— BEGIN —
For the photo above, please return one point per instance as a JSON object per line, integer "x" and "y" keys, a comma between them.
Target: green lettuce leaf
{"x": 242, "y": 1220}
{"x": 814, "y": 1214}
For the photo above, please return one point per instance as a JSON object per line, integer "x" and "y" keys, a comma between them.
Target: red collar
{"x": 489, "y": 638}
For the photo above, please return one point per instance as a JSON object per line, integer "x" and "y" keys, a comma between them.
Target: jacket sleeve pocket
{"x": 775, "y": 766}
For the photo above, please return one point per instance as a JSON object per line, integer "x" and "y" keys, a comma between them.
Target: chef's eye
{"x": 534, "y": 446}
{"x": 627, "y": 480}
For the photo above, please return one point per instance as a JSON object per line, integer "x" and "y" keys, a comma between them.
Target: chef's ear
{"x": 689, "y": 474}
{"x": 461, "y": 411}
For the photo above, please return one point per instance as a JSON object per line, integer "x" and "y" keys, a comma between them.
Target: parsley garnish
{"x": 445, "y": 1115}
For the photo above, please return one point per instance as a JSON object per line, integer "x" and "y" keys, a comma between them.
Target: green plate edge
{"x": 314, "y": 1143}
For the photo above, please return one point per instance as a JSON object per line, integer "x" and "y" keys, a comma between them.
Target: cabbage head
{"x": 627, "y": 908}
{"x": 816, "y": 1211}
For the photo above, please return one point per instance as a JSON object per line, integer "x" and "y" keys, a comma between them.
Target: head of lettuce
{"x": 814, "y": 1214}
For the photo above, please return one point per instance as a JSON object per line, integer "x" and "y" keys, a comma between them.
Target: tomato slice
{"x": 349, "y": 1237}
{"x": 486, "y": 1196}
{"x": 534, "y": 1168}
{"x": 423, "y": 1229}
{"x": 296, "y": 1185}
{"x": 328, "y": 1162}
— END —
- _Problem requirements_:
Return the listing above in full, character for character.

- _Response to the task_:
For the photo above, please return one point per instance as a JSON object per line, integer "x" and "y" keys, a comma between them.
Target: green lettuce leaf
{"x": 242, "y": 1220}
{"x": 814, "y": 1214}
For the photo above, please return one point per instance as a JSON object per line, integer "x" and "y" keys, a comma between them.
Target: red collar
{"x": 489, "y": 638}
For the photo above, please return one point per instance as a JSON object per line, integer "x" and "y" keys, a comma between them.
Target: jacket sleeve pocket
{"x": 775, "y": 766}
For the photo above, please return one point per instance as a JSON object per line, integer "x" and "y" keys, a comma between them.
Target: chef's eye
{"x": 534, "y": 446}
{"x": 627, "y": 480}
For the photo above, please return one point per instance as a JSON object per line, integer "x" and "y" keys, a comma between them.
Target: chef's ear
{"x": 689, "y": 474}
{"x": 461, "y": 411}
For the photo above, please return one point per instance as a JSON object per line, integer "x" and "y" keys, a comma between them.
Target: parsley garnish
{"x": 445, "y": 1115}
For the photo above, please return one point per instance as a JSON object per line, integer "x" and "y" keys, a comma between them.
Target: green plate edge
{"x": 314, "y": 1143}
For the photo above, please return one point per instance as a JSON object per line, integer "x" and "y" keys, a comma between them.
Target: cabbage head
{"x": 627, "y": 908}
{"x": 816, "y": 1211}
For the photo above, please return one point per instance as a JSON object per line, integer "x" and "y" keys, a comma between them.
Target: head of lettuce
{"x": 814, "y": 1214}
For the photo above, please return one point per instance as a JSON object per line, integer "x" and "y" keys, a comma between them.
Target: tomato slice
{"x": 349, "y": 1237}
{"x": 486, "y": 1196}
{"x": 534, "y": 1168}
{"x": 423, "y": 1229}
{"x": 296, "y": 1185}
{"x": 328, "y": 1162}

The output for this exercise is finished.